◆ Texto de referência ◆

+---+

Mariana Mazza: A principal dificuldade é que temos muitas entidades na área científica, mas poucas com atuação política em Brasília. Com isso, perde-se muitas oportunidades de ações específicas, que um assessor como eu, de uma entidade nacional, não tem como acompanhar com a dedicação necessária. Seria muito positivo se as associações e entidades civis que não têm atuação no Congresso passassem a colocar isso em suas agendas. Mas é preciso entender que o parlamento funciona com pautas concretas. Atuar no Congresso na busca da “defesa de CT&I” pura e simplesmente – isso vale pra qualquer setor, na verdade –, torna-se frustrante muito rapidamente. Porque os parlamentares lidam com dezenas de temas ao mesmo tempo e, por isso, são pragmáticos. É preciso saber o que se quer antes de pisar no Congresso Nacional. O desafio é que estamos em um momento político e econômico de profunda retração nos investimentos públicos. E o setor de CT&I é um setor que custa caro na visão de muitos parlamentares, que desconhecem toda a vasta rede de pesquisa brasileira e seus frutos ao longo da história. Ainda que tenhamos avançado muito nos últimos anos, a ciência ainda é vista por muitos no Congresso como de baixa repercussão política no eleitorado desses parlamentares. E aí perdemos apoio para pautas consideradas por eles de maior apelo social. Por isso, quanto maior é a presença das entidades científicas no parlamento, maior o espaço para que os parlamentares descubram os benefícios da ciência brasileira até mesmo para suas agendas políticas. Temos visto este caminho se abrindo. A meta de todos nós é que o estímulo à ciência seja naturalizado no Congresso Nacional. As últimas vitórias que obtemos neste ano mostram que estamos no caminho certo, mas ainda há muito a fazer, como passarmos de uma pauta apenas reativa para a retomada das pautas propositivas. Mas, é como a célebre frase de Bismarck: “A política é a arte do possível”. No momento, o possível é impedir maiores retrocessos.

+---+

◆ Requisitos das tarefas ◆
A) De acordo com o texto de referência, o que é possível fazer no momento?
B) Com base no texto de referência, explique por que atuar no Congresso buscando apenas a "defesa de CT&I" se torna frustrante muito rapidamente.
C) Traduza para o inglês esta frase do texto de referência: "É preciso saber o que se quer antes de pisar no Congresso Nacional."
O material provém de uma fonte distinta do texto de referência.

◆ Dados do exercício ◆
+---+

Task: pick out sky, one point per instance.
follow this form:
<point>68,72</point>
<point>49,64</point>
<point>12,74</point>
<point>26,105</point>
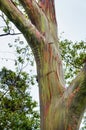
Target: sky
<point>71,19</point>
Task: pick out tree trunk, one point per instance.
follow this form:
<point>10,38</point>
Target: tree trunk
<point>60,108</point>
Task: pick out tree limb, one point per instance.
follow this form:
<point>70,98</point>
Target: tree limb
<point>21,22</point>
<point>49,8</point>
<point>33,11</point>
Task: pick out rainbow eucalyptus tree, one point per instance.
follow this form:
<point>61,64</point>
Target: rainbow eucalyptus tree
<point>60,108</point>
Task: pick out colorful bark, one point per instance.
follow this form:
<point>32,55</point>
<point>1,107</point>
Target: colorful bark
<point>60,108</point>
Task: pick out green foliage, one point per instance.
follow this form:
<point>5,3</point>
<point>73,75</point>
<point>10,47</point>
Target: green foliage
<point>17,110</point>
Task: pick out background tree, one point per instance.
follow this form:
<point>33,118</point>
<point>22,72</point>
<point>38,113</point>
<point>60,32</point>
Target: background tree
<point>17,110</point>
<point>60,108</point>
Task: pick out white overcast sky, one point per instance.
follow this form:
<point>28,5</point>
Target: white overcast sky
<point>71,18</point>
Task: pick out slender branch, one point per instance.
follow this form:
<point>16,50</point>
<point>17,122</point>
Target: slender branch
<point>21,22</point>
<point>49,8</point>
<point>75,97</point>
<point>33,11</point>
<point>6,34</point>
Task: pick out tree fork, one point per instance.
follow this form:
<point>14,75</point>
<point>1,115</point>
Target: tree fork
<point>60,108</point>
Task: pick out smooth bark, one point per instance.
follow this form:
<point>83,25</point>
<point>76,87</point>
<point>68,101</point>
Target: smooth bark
<point>60,108</point>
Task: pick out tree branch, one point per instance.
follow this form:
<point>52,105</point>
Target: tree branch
<point>33,11</point>
<point>75,97</point>
<point>6,34</point>
<point>21,22</point>
<point>49,8</point>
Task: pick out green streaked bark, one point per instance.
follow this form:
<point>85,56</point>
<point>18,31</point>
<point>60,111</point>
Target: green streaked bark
<point>60,108</point>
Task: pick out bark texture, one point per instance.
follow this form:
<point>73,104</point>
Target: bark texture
<point>60,108</point>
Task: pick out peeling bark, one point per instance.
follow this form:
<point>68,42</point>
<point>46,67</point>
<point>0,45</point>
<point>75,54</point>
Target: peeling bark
<point>60,108</point>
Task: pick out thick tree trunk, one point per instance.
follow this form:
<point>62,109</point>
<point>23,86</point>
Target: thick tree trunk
<point>60,108</point>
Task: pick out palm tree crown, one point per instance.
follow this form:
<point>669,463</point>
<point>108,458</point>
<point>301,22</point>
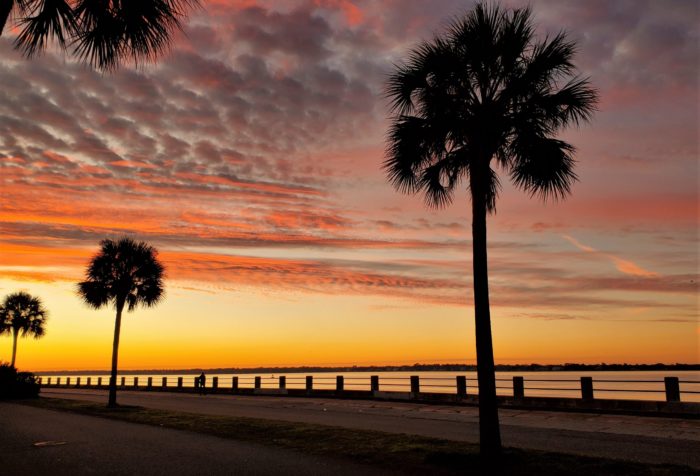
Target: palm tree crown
<point>124,272</point>
<point>488,90</point>
<point>102,33</point>
<point>22,314</point>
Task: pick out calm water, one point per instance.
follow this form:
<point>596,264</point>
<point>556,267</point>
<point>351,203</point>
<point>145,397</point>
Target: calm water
<point>631,385</point>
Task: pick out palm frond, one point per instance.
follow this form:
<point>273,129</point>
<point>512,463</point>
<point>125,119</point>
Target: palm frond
<point>486,90</point>
<point>48,20</point>
<point>124,272</point>
<point>543,166</point>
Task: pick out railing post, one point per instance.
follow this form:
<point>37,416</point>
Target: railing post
<point>673,390</point>
<point>415,384</point>
<point>339,383</point>
<point>461,386</point>
<point>587,388</point>
<point>518,388</point>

+---+

◆ Conjunto de respostas ◆
A) Impedir maiores retrocessos.

B) O parlamento funciona com pautas concretas. Os parlamentares lidam com dezenas de temas ao mesmo tempo e, por isso, são pragmáticos.

C) One must know what one wants before setting foot in the National Congress.